**Written task**
Show every line of the items that contains the string "tile", copying each line in full. Case counts.

**Dataset extract**
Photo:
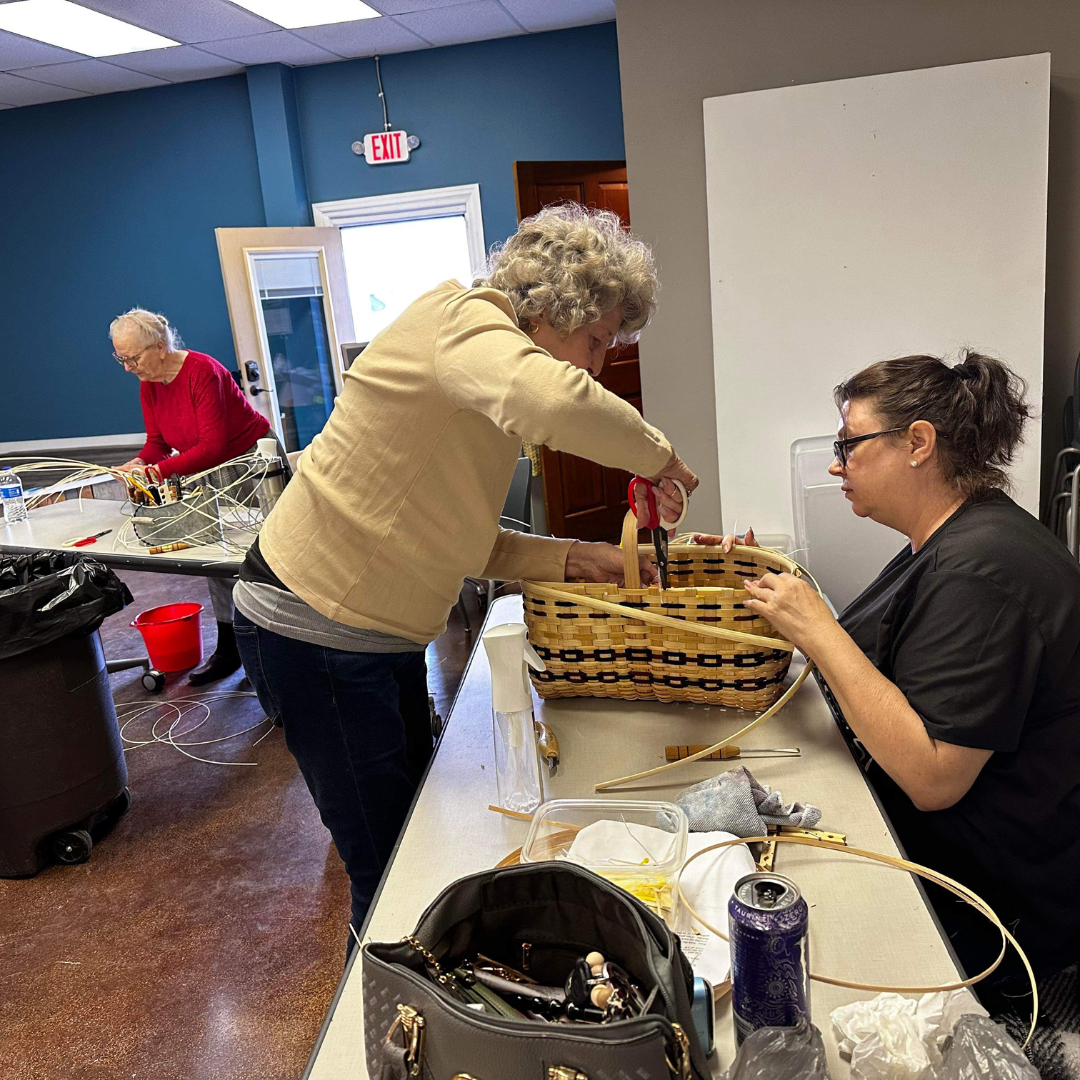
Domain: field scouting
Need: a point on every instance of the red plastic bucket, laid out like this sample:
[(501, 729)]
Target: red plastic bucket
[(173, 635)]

...

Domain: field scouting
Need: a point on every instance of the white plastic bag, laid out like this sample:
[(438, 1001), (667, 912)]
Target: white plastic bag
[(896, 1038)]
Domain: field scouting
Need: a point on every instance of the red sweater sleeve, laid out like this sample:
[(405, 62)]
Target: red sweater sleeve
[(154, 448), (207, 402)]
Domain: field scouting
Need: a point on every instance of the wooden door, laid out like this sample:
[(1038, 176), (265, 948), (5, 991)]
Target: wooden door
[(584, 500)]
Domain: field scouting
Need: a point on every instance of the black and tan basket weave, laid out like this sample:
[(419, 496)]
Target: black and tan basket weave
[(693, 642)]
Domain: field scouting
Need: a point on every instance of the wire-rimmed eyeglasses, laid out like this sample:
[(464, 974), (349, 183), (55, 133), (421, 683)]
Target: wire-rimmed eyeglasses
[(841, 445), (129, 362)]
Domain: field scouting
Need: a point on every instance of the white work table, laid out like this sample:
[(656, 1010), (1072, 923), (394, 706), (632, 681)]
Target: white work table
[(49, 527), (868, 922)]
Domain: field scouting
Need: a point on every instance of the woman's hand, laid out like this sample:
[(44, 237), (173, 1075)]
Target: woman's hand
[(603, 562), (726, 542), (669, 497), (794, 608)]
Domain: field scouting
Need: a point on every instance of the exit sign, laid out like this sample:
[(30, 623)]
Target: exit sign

...

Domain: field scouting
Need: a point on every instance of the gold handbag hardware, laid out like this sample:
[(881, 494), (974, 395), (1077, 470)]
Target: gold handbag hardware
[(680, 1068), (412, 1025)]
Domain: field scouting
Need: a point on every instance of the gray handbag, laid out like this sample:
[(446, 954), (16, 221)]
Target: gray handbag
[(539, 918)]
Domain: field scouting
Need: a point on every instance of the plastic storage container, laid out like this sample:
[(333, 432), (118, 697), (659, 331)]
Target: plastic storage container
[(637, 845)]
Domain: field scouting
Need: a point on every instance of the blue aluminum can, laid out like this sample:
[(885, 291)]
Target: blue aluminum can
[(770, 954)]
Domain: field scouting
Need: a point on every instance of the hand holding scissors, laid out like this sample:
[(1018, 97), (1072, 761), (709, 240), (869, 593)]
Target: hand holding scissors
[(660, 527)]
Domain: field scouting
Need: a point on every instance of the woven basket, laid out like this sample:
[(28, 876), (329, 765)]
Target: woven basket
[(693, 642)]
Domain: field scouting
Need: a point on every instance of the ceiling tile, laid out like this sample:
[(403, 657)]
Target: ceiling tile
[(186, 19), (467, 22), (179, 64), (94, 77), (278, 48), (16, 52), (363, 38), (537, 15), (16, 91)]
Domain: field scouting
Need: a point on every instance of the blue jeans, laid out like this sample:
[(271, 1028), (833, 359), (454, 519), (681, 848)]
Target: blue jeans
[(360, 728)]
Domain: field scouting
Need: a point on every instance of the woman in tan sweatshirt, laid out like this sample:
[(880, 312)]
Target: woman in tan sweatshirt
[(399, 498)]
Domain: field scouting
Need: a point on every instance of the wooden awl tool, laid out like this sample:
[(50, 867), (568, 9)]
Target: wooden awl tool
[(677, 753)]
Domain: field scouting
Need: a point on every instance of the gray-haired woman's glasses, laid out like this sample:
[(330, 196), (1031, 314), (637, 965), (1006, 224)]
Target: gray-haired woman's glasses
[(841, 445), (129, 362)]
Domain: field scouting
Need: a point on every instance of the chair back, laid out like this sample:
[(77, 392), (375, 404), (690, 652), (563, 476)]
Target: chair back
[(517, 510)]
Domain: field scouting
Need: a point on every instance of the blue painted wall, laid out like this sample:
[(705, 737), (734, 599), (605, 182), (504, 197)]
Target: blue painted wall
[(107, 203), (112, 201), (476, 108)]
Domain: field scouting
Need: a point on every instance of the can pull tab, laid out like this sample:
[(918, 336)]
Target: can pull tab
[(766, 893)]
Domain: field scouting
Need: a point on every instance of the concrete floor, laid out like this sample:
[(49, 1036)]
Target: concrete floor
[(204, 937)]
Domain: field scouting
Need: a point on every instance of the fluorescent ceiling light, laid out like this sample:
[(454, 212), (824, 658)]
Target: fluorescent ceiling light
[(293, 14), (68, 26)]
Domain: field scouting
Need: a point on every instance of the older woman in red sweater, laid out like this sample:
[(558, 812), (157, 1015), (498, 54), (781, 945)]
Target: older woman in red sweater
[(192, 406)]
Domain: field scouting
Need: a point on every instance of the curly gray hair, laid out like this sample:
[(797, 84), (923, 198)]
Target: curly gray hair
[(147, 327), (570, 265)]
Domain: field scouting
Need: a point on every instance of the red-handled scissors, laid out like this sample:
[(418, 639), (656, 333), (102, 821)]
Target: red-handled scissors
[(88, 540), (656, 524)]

**Answer below**
Need: a point on every instance of the ceiling tile, laid out like this sample:
Target: ceiling tile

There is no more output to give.